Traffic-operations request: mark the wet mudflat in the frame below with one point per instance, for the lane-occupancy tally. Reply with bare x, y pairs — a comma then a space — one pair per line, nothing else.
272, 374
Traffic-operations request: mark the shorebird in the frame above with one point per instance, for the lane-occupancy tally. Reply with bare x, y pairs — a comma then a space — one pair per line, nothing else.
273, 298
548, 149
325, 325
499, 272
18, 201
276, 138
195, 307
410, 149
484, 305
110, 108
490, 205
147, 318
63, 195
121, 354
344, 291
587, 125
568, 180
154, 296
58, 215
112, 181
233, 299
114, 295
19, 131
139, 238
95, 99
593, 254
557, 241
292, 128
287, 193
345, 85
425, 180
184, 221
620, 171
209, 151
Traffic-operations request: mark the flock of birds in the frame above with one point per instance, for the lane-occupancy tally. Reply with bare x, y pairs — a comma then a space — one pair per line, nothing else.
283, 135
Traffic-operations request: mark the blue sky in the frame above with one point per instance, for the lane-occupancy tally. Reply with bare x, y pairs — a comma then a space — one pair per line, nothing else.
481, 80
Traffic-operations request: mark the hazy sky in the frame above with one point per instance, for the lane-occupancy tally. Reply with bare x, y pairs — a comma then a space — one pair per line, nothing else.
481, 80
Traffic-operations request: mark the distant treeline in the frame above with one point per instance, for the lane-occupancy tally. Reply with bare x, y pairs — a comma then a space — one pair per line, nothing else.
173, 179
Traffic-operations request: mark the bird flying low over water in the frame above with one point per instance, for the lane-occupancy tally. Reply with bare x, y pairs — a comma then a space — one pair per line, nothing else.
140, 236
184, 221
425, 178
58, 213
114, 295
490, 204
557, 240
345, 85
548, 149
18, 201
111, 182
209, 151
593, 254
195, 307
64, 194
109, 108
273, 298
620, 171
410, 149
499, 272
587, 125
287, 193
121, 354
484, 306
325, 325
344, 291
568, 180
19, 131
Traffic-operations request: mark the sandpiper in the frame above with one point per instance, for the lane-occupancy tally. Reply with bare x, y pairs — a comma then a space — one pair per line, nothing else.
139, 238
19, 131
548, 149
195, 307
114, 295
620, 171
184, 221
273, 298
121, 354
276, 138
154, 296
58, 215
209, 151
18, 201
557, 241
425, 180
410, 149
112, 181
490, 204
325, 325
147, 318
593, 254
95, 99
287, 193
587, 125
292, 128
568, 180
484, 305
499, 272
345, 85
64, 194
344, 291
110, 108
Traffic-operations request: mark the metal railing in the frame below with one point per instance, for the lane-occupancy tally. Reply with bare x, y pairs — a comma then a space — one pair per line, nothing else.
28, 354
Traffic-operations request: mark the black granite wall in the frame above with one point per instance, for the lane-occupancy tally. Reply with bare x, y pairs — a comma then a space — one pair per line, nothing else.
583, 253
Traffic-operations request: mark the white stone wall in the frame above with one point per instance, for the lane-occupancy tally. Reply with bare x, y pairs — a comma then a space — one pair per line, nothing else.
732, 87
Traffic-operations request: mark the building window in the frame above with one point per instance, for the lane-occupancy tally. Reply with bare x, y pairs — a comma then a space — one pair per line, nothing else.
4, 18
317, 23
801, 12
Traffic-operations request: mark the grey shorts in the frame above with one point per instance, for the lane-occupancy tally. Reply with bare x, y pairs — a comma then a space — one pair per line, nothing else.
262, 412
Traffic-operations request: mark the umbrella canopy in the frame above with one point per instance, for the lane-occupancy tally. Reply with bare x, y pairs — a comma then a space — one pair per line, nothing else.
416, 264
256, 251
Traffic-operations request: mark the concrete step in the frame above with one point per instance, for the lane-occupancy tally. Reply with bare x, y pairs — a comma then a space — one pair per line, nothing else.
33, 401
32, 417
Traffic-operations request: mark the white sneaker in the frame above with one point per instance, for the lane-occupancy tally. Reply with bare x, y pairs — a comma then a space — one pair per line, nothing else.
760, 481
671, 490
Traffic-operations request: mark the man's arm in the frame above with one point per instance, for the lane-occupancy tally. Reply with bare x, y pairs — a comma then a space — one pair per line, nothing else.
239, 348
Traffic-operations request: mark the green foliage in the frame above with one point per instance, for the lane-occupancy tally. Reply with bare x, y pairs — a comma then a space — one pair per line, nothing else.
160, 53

What to work on —
What you return must match the listing exactly, with nothing missing.

Answer to this problem —
Traffic-operations request: mark the wet mudflat in the frame below with one point per instance, for the lane-occupancy tally. Reply with bare x, y pairs — a comma then a space — one pair per line, nothing else.
272, 374
Traffic-operations request: mark the shorebird in the frame above with one point per instance, for the lane-occupancy tally. Reply with bare x, y pairs — a comma then a space — one pair per line, nothing else.
273, 298
548, 149
325, 325
499, 272
18, 201
276, 138
195, 307
410, 149
484, 305
110, 108
490, 205
147, 318
63, 195
121, 354
344, 291
587, 125
568, 180
154, 296
58, 215
112, 181
233, 299
114, 295
19, 131
139, 238
95, 99
593, 254
557, 241
292, 128
287, 193
345, 85
425, 180
184, 221
620, 171
209, 151
Traffic-operations request: mark the flock of birds in the frame above with one point per instance, for the lane-occupancy tally. Reply with bare x, y pairs — a comma then a space — one pair per line, nothing else.
283, 135
Traffic-operations request: mark the blue sky in the frame above with one point per instance, for the lane-occupancy tally. Reply with bare x, y pairs — a comma then a space — one pair per line, nothing else.
481, 80
Traffic-operations request: mark the hazy sky in the frame above with one point per instance, for the lane-occupancy tally. Reply with bare x, y pairs — a comma then a space — one pair per line, nothing else.
481, 80
Traffic-operations request: mark the distant treeline in the frame above with one point per instance, for the lane-occupancy tally. Reply with bare x, y pairs — a comma then a space — one pair per line, nothing else.
173, 179
Traffic-operations request: mark the bird flying low over water in the frame above with one point per instance, for the lane-occupancy tally. Reply with bare x, y pairs — a comma then a space — one pair per line, nothing else.
140, 236
184, 221
425, 178
58, 213
114, 295
490, 204
557, 240
345, 85
548, 149
18, 201
111, 182
209, 151
593, 254
195, 307
64, 194
109, 108
273, 298
620, 171
410, 149
499, 272
587, 125
287, 193
121, 354
484, 306
325, 325
344, 291
568, 180
19, 131
Traffic-operations request: mark the sandpiper in the frame above with one point per instance, for the lane-occupancy tally. Reply with bare x, y pairs — a comma then a space — one pair per line, nothing else.
139, 238
19, 131
548, 149
195, 307
114, 295
620, 171
184, 221
273, 298
121, 354
276, 138
154, 296
58, 215
209, 151
18, 201
557, 241
425, 180
410, 149
112, 181
490, 204
325, 325
147, 318
593, 254
95, 99
287, 193
587, 125
292, 128
568, 180
484, 305
499, 272
345, 85
64, 194
344, 291
110, 108
Traffic-operations request: mark the metal railing in the frame below with one point per instance, for the lane-occupancy tally. Reply with bare x, y pairs — a comma then a space — one pair per line, nothing else.
28, 354
Traffic-operations request: mark the black granite wall in the frame above with one point per instance, for the lane-occupancy tally. Reply with bare x, y pairs — a comma then a space — one pair per line, nothing else.
583, 253
Traffic-operations request: mark the white stone wall in the frame above with one point per instance, for the lane-occupancy tally. Reply with bare x, y pairs — a comma then a space — one pair per line, nothing else.
732, 87
Traffic-operations request: mark the building window in the frame above with one point per instance, for the lane-occupancy tally. Reply with bare x, y pairs — a comma then a space — one pair per line, nothing else.
4, 18
317, 23
801, 12
Traffic-operations request: mark the grey shorts in the frame above with one point per instance, for the lane-occupancy tally. Reply with bare x, y pairs — a comma then a space — one pair per line, nothing else.
262, 412
Traffic-operations request: mark the umbrella canopy in the frame above with one point per instance, for the lane-occupancy tally. Reply with bare x, y pairs — a comma then a space — one pair per line, nothing else.
416, 264
256, 251
Traffic-operations request: mark the concrete step in the frame above with one point per instance, for the lane-occupancy tally. Reply with bare x, y pairs — a comma then a space — one pair per line, nothing else.
33, 401
32, 417
Traffic-operations request: mark the white sneaker in the frame above with one point per instance, for the lane-occupancy tally. Reply with bare x, y pairs — a comma then a space — one pair per line, nothing else.
760, 481
671, 490
Traffic-operations request: mark the man's arm in the frame above with one point per instance, for the lane-occupancy tally. Reply with bare x, y pairs — a comma then a space — one pair per line, nothing else.
239, 348
Traffic-operations request: mark the green foliage in the frame above with one point per instance, for the lane-occupancy tally. Reply with bare x, y pairs — a comma then a space — one pair per line, nothing else.
160, 53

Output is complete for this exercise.